* DATASET ENTRIES
++++++

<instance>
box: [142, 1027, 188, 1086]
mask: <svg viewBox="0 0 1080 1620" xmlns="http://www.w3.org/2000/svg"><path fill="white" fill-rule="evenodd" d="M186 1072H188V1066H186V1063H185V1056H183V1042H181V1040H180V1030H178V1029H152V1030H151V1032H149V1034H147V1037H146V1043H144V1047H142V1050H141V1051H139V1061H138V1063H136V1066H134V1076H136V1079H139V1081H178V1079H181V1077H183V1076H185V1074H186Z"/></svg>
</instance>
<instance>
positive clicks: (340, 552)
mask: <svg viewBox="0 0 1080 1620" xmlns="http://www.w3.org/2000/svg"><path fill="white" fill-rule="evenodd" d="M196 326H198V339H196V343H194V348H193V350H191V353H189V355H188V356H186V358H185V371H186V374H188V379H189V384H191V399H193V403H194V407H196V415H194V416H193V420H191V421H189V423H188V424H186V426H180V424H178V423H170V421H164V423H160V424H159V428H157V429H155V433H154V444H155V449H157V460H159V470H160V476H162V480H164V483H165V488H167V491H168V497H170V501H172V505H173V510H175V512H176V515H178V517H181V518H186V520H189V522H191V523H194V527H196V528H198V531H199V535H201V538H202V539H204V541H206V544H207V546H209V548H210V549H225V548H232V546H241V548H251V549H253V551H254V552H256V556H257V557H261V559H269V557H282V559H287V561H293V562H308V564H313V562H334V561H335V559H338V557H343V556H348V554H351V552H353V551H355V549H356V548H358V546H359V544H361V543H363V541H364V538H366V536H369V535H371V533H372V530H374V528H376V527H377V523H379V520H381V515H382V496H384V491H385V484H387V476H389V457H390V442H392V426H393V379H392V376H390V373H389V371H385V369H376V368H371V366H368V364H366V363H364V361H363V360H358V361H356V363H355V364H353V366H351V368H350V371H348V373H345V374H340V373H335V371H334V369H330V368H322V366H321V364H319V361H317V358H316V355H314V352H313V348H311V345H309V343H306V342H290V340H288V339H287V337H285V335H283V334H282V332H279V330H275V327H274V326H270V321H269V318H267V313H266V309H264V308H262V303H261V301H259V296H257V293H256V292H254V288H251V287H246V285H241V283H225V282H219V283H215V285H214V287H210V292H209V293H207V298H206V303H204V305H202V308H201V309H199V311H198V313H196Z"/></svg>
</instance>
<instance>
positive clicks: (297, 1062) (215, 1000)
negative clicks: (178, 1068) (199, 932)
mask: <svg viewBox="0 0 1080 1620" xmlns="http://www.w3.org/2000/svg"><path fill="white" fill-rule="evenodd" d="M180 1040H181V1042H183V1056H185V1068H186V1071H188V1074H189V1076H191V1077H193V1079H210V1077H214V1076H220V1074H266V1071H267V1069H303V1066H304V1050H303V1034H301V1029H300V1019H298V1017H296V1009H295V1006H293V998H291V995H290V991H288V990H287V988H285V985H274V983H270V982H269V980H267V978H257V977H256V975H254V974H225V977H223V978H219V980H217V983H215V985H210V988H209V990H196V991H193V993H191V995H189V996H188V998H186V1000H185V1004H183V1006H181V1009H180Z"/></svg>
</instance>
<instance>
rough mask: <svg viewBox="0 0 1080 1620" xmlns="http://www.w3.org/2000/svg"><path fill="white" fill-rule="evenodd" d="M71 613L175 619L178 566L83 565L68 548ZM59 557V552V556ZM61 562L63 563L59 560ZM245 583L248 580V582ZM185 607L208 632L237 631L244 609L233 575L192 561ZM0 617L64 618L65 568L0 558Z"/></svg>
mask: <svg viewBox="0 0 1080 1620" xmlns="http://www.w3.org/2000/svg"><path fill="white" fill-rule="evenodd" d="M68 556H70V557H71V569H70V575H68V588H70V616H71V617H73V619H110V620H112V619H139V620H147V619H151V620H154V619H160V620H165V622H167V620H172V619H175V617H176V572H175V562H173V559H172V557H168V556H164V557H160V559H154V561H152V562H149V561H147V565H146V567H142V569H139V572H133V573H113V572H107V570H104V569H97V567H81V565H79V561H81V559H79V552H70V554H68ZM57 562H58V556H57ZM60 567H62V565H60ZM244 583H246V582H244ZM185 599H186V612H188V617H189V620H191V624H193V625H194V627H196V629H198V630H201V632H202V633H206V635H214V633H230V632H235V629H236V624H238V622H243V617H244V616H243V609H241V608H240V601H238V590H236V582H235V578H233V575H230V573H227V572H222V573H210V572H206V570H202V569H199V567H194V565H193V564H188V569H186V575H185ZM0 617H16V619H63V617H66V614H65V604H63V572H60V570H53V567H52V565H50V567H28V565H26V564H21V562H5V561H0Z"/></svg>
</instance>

++++++

* ASSIGNMENT
From the records above, pick out each line that contains the string "positive" and copy it.

* OUTPUT FOR THIS EXERCISE
positive clicks: (340, 552)
positive clicks: (297, 1062) (215, 1000)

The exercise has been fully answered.